━━━ Data in this exercise ━━━

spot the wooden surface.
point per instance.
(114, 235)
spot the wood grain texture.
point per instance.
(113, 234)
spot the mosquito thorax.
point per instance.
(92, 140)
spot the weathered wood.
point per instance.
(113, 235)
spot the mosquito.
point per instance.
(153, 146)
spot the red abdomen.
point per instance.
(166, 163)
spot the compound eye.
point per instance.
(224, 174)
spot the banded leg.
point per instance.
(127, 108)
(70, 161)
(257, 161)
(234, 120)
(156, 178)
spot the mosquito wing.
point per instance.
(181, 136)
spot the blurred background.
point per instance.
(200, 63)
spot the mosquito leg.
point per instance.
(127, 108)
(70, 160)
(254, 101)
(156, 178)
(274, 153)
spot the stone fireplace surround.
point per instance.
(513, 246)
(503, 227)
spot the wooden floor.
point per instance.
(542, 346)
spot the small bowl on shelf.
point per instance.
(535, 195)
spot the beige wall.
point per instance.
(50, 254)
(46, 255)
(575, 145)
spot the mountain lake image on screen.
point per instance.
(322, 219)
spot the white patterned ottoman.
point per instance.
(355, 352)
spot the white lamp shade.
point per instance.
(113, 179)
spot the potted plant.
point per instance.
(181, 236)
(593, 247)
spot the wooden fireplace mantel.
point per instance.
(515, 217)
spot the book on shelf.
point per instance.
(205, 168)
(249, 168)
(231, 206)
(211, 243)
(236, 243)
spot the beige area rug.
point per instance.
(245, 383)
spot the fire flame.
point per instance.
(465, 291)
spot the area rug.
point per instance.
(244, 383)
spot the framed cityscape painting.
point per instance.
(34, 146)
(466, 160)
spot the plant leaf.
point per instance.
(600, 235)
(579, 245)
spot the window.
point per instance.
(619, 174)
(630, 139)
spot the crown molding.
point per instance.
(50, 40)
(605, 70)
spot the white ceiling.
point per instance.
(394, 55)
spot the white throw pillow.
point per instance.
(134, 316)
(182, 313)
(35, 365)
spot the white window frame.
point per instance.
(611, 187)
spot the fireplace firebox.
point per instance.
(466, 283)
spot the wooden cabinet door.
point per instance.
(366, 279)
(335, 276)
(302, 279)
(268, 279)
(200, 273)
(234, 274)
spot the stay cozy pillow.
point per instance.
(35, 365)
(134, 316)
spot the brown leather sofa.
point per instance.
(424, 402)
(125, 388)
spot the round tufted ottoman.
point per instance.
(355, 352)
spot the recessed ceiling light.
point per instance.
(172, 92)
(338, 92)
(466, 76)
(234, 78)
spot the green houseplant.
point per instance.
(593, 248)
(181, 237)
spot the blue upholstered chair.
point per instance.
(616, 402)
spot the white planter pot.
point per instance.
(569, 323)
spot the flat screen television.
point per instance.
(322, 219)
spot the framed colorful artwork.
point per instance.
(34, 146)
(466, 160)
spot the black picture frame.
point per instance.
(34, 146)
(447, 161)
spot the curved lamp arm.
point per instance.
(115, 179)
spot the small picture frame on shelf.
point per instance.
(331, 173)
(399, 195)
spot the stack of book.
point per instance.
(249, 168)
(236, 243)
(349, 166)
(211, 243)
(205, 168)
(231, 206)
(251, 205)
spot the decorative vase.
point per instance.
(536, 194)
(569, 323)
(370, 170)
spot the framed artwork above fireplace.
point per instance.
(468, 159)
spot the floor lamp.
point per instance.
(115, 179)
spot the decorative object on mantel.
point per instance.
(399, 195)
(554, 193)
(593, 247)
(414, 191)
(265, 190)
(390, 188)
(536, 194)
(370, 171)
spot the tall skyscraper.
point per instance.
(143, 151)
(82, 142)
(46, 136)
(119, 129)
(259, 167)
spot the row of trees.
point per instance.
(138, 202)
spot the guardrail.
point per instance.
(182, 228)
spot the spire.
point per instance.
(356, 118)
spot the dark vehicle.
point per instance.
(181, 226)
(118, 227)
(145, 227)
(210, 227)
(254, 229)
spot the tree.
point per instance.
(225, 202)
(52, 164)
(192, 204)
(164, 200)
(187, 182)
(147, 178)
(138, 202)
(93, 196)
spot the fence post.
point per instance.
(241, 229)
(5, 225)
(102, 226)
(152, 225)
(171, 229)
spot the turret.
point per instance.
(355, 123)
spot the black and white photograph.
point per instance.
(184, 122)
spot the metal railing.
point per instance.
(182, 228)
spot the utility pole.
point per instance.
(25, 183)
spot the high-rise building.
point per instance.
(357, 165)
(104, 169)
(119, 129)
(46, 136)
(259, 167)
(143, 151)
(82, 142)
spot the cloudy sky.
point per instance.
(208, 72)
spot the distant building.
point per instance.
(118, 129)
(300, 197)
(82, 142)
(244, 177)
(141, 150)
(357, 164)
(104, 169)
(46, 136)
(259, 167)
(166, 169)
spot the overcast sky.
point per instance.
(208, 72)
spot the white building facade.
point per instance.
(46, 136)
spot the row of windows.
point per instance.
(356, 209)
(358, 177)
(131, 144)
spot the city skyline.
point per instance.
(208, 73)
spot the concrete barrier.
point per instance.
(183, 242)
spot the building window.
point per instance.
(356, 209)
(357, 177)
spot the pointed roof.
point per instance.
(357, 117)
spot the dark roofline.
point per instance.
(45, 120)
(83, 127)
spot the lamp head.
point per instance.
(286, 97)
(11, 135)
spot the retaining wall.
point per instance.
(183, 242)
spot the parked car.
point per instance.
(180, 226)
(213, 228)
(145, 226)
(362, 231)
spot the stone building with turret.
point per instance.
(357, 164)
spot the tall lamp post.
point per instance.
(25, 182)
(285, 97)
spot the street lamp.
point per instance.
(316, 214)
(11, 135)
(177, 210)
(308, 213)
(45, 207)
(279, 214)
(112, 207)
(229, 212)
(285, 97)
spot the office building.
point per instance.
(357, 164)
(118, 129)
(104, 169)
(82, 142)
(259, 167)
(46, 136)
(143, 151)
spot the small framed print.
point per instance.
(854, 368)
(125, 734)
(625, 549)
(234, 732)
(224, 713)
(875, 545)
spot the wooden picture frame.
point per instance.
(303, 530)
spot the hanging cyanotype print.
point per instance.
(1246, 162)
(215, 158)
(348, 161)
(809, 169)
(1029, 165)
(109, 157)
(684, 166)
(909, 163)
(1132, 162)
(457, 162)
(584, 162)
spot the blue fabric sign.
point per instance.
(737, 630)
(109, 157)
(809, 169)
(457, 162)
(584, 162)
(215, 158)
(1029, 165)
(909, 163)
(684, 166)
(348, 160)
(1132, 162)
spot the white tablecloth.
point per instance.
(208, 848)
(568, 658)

━━━
━━━ Data in this exercise ━━━

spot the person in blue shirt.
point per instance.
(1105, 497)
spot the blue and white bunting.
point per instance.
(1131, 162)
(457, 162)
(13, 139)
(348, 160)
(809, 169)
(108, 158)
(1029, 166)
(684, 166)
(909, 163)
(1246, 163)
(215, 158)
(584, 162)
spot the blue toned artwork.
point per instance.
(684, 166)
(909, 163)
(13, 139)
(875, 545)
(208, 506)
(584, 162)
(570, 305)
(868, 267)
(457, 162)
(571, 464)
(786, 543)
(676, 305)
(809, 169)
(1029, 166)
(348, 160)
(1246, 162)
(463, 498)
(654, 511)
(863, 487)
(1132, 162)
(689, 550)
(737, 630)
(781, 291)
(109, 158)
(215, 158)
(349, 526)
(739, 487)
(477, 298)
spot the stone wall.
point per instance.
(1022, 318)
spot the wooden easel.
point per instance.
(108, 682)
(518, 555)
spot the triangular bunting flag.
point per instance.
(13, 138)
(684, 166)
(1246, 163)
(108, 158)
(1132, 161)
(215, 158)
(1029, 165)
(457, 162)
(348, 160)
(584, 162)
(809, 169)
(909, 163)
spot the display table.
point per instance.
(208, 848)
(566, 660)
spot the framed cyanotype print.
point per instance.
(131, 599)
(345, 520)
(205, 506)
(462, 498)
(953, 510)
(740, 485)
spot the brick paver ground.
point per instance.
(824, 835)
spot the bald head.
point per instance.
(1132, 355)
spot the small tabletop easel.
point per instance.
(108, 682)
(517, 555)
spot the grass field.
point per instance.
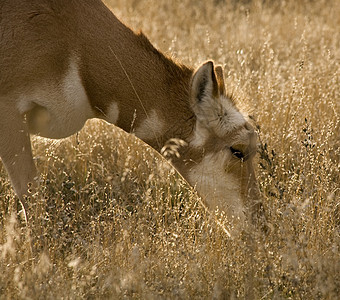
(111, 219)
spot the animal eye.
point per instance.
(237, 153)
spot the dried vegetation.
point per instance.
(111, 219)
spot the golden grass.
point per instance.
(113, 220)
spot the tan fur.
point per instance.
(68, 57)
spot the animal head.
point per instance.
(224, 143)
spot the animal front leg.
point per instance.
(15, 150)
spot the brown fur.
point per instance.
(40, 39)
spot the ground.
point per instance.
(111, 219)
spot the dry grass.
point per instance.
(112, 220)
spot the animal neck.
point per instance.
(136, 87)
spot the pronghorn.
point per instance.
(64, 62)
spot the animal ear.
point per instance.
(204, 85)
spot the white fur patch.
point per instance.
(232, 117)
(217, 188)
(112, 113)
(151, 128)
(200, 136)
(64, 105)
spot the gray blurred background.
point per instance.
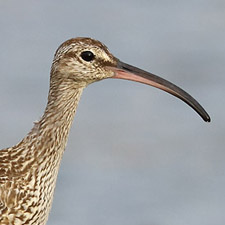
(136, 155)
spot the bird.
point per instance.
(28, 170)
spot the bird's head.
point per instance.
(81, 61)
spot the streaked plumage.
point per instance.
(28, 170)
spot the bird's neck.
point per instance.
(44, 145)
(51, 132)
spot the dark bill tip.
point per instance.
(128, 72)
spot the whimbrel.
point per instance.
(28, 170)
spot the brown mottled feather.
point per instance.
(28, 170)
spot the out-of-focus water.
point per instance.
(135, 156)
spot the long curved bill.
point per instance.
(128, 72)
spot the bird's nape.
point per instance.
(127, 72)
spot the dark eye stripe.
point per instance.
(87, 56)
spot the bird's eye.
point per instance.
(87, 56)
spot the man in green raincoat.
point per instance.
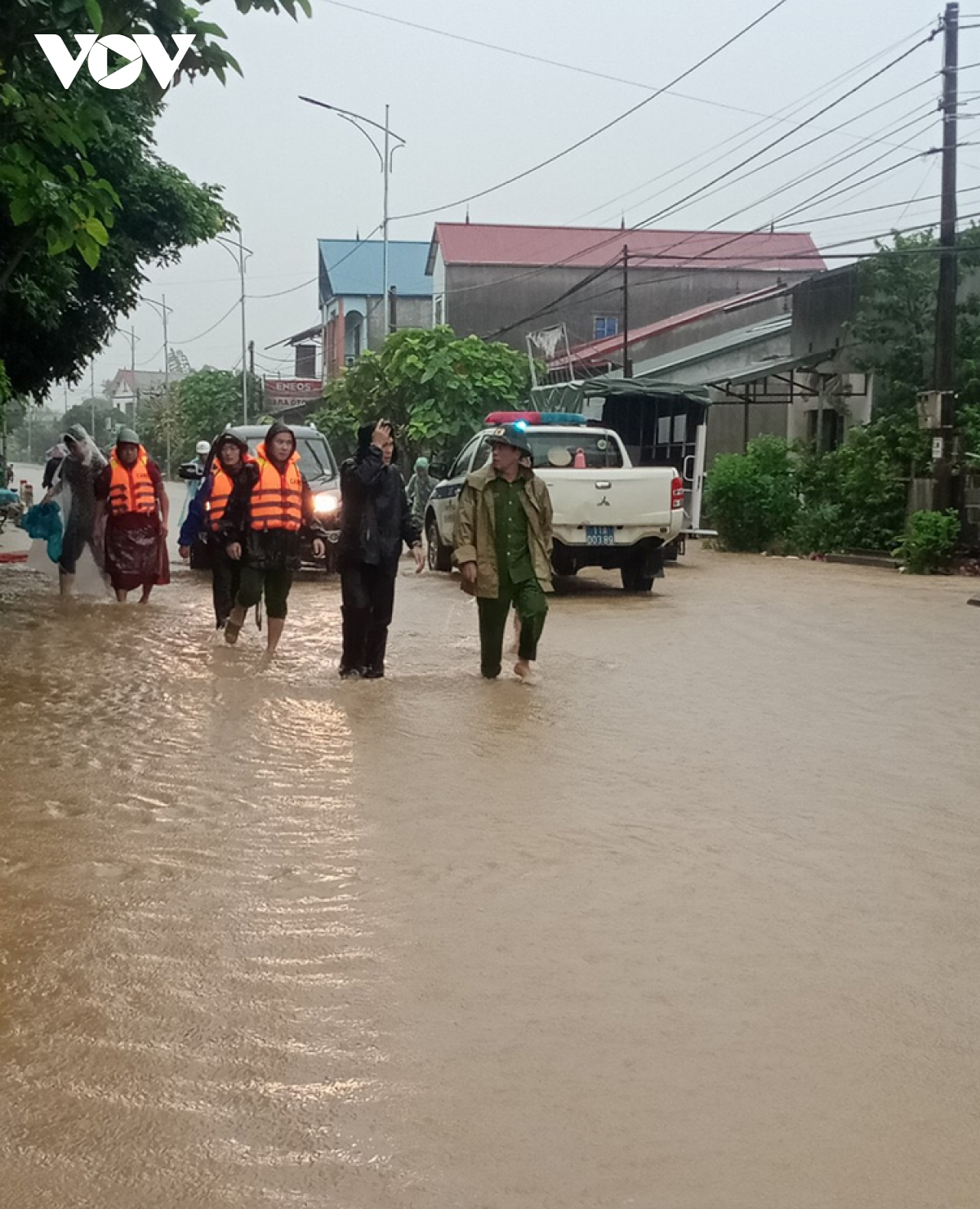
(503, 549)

━━━
━━━ Data in this exercise ━━━

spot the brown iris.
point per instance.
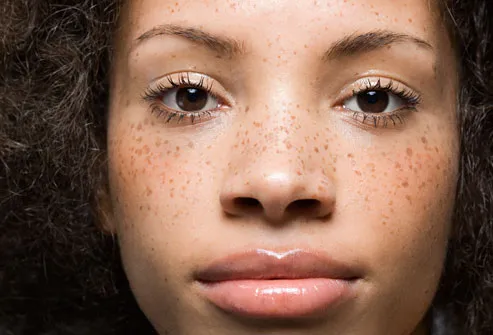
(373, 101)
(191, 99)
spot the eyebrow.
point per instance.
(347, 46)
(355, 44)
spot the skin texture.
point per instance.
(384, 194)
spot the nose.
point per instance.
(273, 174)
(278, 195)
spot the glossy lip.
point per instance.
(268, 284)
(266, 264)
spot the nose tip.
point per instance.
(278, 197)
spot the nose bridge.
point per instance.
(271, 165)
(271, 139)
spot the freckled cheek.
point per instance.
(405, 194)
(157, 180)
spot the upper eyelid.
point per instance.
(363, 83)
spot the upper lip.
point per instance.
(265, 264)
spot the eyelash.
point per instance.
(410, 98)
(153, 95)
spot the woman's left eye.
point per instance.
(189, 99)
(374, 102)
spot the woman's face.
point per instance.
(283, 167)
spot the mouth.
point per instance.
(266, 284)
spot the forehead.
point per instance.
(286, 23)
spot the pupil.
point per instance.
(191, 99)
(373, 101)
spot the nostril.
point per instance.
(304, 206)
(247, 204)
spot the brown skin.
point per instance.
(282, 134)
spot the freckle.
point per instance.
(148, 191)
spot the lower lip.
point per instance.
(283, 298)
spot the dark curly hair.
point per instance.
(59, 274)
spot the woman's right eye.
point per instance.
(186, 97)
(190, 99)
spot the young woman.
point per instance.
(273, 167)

━━━

= Exercise requirements =
Pull out every row above that contains the word "book". Copy each one without changes.

= Exercise answer =
spot the book on shelf.
spot the stack of book.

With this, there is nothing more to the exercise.